*出典*
━━━━━━

ぺこりんは隣の部屋からぬいぐるみのうさぎたちを連れだして、テーブルに並べはじめた。

「みんなも食べたいって!」とぺこりんは私を説得してくる。

私は、負けた。
ぺこりんの懸命さと、かわいらしさに。

この日うさぎたちの力を借りて以来、ぺこりんはうさぎたちを「うさちゃんども」と呼ぶようになった。


ビジネス・カジュアルは難しい

ぺこりんの会社は、服装に関してあまり厳しくなく、ビジネス・カジュアルであればよいとされているらしい。

ぺこりんが、あるときビジネス・カジュアルのズボンを買ってきた。

グレーの少し厚めの生地のズボンで、冬のあいだ職場に着ていくのに良さそうだ。

ぺこりんは、服を買ってくると、すぐにファッション・ショーをするので、私は着替えて出てきたぺこりんを褒めてあげようとしたのだが。

灰色だからだろうか、ちょっとダボっとしているせいだろうか。
ぺこりんが着ると、ちょっとパジャマっぽい。

という心の声はさておき、「似合ってるよ」と褒めた。

しかし、心の声が抑えきれず、
「でも、ちょっとパジャマっぽいかも」と言うと、
ぺこりんも、たしかに、ちょっとパジャマっぽいねと認めていた。

私たちはそのズボンを「ビジネス・パジャマ」と呼んでいる。

━━━━━━

*データ抜粋*
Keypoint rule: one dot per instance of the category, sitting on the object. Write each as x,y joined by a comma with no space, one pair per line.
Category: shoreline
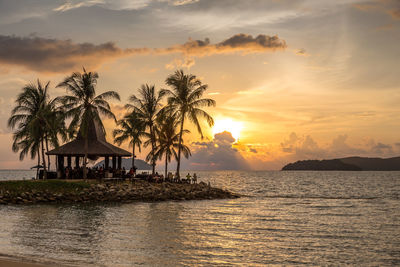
71,191
13,261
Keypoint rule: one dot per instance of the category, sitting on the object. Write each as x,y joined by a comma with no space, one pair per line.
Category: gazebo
97,147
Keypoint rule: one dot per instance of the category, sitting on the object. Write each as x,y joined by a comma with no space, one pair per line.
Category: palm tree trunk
166,166
44,161
153,146
178,165
37,169
133,157
85,158
47,150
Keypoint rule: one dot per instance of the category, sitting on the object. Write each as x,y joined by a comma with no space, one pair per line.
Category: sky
293,79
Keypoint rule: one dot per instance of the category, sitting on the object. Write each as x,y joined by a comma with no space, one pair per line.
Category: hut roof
97,144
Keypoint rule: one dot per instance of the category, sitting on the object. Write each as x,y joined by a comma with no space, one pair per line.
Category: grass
53,186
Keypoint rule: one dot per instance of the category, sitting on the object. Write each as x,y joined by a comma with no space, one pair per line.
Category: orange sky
302,79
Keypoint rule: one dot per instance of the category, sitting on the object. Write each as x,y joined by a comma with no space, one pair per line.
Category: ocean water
285,218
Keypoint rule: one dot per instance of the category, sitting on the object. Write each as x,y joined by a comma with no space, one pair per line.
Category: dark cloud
217,154
53,55
238,43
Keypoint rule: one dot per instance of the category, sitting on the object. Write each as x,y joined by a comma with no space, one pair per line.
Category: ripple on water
291,218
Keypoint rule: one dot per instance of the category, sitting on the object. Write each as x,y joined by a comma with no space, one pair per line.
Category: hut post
77,161
106,162
114,163
69,161
119,162
60,166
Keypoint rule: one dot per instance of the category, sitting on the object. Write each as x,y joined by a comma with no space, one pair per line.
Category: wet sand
5,262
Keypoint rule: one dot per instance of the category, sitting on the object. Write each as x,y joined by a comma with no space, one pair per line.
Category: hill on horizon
127,164
346,164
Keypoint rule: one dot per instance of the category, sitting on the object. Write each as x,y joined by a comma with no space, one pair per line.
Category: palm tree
168,139
34,115
131,128
185,100
147,107
82,104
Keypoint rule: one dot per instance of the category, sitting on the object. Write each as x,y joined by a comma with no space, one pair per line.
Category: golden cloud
53,55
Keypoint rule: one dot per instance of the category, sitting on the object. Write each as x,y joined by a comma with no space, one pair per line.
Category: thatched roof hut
97,147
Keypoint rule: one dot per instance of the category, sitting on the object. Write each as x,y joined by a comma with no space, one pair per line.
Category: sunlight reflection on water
289,218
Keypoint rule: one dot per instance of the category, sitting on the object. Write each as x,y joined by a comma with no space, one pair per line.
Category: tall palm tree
147,106
168,139
185,99
82,104
132,128
34,116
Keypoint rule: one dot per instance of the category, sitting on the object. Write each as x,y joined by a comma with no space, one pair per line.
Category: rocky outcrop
119,192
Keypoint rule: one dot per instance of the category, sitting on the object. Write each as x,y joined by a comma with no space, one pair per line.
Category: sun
229,125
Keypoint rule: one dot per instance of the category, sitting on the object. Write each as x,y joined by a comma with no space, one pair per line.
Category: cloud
242,43
217,154
301,148
53,55
302,52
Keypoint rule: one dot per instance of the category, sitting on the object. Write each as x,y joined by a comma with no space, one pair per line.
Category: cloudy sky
292,79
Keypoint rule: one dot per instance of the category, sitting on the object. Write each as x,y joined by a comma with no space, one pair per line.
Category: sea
306,218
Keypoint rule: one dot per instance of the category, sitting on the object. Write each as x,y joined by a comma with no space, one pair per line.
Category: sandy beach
5,262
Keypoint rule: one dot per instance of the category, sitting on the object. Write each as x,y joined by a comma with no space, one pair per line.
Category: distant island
346,164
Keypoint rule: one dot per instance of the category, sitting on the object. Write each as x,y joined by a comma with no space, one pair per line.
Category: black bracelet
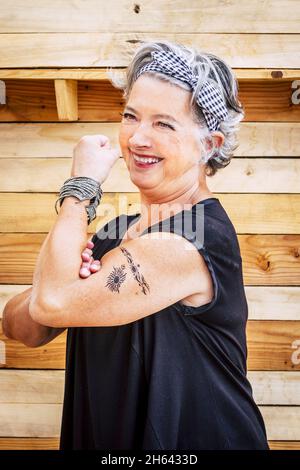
83,188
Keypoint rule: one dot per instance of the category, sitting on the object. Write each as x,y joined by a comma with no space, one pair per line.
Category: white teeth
145,159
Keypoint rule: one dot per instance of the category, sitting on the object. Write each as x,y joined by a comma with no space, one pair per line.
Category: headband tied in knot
209,98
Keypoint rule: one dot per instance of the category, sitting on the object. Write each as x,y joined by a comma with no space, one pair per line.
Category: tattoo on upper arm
118,276
134,269
115,279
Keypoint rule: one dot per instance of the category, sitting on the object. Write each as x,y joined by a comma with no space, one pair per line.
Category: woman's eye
126,115
165,124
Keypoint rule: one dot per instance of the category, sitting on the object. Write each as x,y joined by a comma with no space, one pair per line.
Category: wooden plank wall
42,42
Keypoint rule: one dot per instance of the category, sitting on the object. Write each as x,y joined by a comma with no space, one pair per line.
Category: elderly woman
156,347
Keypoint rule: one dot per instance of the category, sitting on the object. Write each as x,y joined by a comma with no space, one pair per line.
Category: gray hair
207,67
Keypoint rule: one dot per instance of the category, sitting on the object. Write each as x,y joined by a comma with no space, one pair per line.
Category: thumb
103,140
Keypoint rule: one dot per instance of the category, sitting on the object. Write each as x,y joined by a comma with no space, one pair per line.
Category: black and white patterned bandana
209,98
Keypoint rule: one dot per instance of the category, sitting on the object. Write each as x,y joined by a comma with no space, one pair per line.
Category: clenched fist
93,157
88,265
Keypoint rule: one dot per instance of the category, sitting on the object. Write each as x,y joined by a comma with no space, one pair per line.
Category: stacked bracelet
83,188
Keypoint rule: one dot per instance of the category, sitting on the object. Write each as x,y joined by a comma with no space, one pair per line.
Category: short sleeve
190,224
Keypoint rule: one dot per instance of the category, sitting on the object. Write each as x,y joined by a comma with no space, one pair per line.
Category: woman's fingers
95,266
86,254
90,244
89,267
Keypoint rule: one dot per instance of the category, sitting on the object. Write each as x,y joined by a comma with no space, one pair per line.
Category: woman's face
174,139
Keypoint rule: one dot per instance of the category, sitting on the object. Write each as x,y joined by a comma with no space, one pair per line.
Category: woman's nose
140,138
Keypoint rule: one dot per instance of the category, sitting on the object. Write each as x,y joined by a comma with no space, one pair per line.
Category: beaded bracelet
83,188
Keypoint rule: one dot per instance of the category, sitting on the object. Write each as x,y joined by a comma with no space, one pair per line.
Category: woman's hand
89,265
93,157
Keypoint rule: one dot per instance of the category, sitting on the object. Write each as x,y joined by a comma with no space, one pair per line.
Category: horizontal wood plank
249,213
47,386
32,386
242,175
115,49
99,100
82,17
272,345
264,302
56,140
27,443
275,388
26,420
40,420
102,74
267,259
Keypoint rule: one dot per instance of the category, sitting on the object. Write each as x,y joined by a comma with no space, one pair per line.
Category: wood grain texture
267,259
115,49
40,420
249,213
47,386
264,302
242,175
27,443
56,140
92,73
272,345
99,100
238,16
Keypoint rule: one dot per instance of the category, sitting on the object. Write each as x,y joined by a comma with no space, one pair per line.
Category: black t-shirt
175,379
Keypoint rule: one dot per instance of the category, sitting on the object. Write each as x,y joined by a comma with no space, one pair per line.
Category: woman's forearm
59,259
17,323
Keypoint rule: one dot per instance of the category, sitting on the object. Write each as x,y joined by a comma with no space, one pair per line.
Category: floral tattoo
136,274
116,278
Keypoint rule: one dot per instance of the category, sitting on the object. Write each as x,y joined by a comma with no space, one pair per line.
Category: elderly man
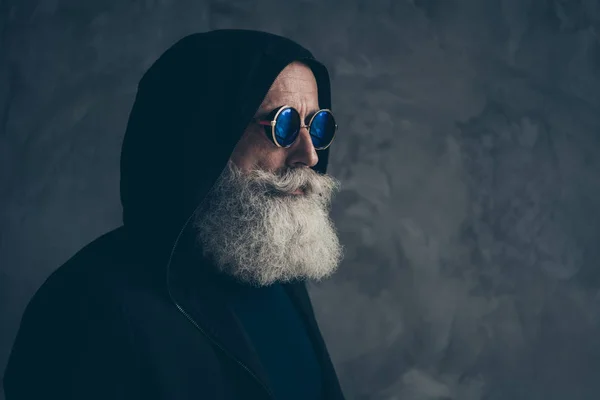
201,293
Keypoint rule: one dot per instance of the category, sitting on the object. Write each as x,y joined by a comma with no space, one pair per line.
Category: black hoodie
133,314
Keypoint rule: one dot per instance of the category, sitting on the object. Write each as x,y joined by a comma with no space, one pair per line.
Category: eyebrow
263,114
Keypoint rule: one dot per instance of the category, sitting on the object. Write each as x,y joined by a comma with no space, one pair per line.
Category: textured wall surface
467,151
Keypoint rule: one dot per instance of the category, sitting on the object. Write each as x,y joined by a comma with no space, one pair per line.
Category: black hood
191,109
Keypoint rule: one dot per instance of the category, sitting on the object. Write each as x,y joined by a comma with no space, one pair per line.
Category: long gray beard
253,230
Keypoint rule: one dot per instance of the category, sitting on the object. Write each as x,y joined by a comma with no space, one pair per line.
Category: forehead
295,82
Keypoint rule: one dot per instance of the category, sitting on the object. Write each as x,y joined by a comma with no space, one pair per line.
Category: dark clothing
279,335
140,313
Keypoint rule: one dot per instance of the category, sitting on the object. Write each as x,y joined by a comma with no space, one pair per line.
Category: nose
302,152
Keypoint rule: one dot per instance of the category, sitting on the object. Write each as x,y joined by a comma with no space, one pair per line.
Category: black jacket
134,314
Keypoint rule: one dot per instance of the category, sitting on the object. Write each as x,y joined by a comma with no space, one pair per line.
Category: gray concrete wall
468,152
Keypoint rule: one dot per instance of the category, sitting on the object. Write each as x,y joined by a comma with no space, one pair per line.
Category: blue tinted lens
322,129
287,127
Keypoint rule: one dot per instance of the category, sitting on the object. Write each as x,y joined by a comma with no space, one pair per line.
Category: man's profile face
295,86
251,224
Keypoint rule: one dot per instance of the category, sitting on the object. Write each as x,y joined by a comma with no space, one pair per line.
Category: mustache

━━━━━━

*課題一覧*
(A) 出典の「グレーの少し厚めの生地のズボンで、冬のあいだ職場に着ていくのに良さそうだ。」で始まり「という心の声はさておき、「似合ってるよ」と褒めた。」までの部分を、「パジャマ」を「部屋着」に置き換えて書き直してください。
(B) 出典について、次の問いに答えてください。
(i) ぺこりんはうさぎのぬいぐるみをどこから連れだしましたか。
(ii) ぺこりんの会社では、どのような服装であればよいとされていますか。
(iii) 二人はぺこりんが買ってきたズボンを何と呼んでいますか。
(C) 出典のなかで、かぎかっこ「」で囲まれている語句やせりふをすべて挙げてください。
データ抜粋の項目は、ここでの作業には一切関係しません。

*最終結果*
(A)
グレーの少し厚めの生地のズボンで、冬のあいだ職場に着ていくのに良さそうだ。

ぺこりんは、服を買ってくると、すぐにファッション・ショーをするので、私は着替えて出てきたぺこりんを褒めてあげようとしたのだが。

灰色だからだろうか、ちょっとダボっとしているせいだろうか。
ぺこりんが着ると、ちょっと部屋着っぽい。

という心の声はさておき、「似合ってるよ」と褒めた。

(B)
(i) 隣の部屋から連れだしました。
(ii) ビジネス・カジュアルであればよいとされています。
(iii) 「ビジネス・パジャマ」と呼んでいます。

(C)
「みんなも食べたいって!」
「うさちゃんども」
「似合ってるよ」
「でも、ちょっとパジャマっぽいかも」
「ビジネス・パジャマ」